= Beginning of Section =

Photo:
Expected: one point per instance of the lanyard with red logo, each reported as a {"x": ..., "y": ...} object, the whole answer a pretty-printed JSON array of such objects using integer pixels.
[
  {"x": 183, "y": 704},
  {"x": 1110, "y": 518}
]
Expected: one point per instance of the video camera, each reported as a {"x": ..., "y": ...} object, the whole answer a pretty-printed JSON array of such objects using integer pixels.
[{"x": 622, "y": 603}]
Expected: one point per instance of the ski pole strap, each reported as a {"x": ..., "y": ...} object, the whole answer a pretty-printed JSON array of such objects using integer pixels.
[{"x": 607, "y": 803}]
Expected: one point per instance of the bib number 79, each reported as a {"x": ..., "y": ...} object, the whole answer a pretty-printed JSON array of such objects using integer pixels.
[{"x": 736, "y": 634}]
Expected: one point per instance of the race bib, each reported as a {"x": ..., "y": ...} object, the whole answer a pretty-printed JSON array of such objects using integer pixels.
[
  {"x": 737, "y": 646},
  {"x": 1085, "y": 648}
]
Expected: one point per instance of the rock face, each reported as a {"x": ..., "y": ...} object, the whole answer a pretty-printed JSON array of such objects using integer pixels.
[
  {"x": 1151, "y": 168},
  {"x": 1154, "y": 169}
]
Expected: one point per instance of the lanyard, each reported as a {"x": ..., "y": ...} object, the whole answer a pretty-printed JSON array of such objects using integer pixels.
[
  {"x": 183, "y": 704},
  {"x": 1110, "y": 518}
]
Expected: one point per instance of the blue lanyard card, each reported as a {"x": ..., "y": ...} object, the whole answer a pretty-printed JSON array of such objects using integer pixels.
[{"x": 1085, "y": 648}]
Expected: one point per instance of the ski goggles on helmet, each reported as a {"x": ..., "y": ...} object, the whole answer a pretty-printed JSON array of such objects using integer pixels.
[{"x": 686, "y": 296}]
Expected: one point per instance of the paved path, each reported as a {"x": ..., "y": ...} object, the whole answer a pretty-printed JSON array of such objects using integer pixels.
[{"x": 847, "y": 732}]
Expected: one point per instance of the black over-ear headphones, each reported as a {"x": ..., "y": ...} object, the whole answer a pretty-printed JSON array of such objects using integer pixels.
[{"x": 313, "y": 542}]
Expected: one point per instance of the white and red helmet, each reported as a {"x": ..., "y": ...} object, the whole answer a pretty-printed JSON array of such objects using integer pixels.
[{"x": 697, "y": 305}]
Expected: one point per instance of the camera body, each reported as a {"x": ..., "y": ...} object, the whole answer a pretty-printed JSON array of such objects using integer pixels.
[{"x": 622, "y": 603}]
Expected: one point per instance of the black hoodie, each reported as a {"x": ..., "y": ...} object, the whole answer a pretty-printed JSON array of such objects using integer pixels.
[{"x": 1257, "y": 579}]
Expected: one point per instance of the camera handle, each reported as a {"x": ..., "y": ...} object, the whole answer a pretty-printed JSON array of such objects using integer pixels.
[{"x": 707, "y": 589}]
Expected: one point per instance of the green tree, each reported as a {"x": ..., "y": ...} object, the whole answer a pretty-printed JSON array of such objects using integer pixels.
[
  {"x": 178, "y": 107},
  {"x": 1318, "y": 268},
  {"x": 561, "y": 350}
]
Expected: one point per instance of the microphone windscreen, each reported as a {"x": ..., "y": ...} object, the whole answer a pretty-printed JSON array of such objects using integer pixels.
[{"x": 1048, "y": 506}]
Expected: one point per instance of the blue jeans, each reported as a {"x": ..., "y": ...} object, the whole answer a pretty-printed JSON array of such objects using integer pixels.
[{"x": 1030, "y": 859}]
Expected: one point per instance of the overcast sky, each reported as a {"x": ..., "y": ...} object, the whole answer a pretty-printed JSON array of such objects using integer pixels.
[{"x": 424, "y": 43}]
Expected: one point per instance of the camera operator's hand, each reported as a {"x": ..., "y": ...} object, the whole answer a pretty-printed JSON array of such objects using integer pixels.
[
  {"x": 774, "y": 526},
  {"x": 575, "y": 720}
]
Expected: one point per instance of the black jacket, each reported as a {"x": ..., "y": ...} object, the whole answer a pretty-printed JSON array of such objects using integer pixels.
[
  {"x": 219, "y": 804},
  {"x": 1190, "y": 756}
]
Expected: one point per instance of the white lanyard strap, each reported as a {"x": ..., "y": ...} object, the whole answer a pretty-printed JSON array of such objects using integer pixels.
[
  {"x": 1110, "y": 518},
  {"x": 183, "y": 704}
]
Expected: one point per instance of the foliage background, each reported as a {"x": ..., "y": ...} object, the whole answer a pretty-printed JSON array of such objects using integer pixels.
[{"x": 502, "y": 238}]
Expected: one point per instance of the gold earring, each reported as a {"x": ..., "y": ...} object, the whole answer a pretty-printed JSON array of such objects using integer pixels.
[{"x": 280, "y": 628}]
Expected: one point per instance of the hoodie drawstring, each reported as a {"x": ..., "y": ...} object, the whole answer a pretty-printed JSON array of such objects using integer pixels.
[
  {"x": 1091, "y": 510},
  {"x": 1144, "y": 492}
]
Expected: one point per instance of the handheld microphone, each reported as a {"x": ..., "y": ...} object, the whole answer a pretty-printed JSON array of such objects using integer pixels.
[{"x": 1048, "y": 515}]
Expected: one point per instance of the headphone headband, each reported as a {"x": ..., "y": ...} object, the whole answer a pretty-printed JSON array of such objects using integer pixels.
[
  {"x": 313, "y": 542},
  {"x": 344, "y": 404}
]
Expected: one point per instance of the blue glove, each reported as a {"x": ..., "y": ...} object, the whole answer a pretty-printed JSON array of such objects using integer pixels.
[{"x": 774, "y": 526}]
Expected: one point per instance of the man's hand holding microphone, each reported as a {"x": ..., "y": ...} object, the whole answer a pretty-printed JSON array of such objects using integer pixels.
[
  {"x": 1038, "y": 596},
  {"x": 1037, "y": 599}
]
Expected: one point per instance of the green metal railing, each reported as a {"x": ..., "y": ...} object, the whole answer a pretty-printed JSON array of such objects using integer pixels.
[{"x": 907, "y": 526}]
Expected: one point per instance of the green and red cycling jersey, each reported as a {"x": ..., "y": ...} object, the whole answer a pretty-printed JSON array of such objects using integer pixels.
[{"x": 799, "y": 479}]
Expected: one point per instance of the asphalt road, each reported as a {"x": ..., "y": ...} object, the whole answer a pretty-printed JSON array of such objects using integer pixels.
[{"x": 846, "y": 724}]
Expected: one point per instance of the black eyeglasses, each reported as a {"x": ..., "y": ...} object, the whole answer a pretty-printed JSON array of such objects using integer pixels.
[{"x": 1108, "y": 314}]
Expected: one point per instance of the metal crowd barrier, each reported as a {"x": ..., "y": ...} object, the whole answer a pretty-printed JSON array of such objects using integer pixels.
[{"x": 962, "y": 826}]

= End of Section =

*Problem*. Nothing but the lines from the one with "Expected: one point per instance of the green and" through the last line of the entries should be repeated, and those exactly.

*Output for this exercise*.
Expected: one point per instance of the green and red cycling jersey, each reported as a {"x": ..., "y": ...} object, the whole answer a pretty-printed JSON array of such objects using integer pixels.
[{"x": 799, "y": 479}]
Expected: one point per instance of the asphalt road, each reported as a {"x": ..., "y": ...} object, the whole answer a pretty-printed JSON array of such objects using integer pixels.
[{"x": 846, "y": 724}]
Expected: one point per instance of the black eyeglasses, each reported as a {"x": ..., "y": ...} object, the whole answer a pretty-printed JSON array of such objects using integer pixels.
[{"x": 1108, "y": 314}]
Expected: one point per instance of the metal crowd barrier, each reported as a {"x": ..., "y": ...} object, the whole answer a pretty-printed JSON array of such objects using integer pixels.
[{"x": 962, "y": 826}]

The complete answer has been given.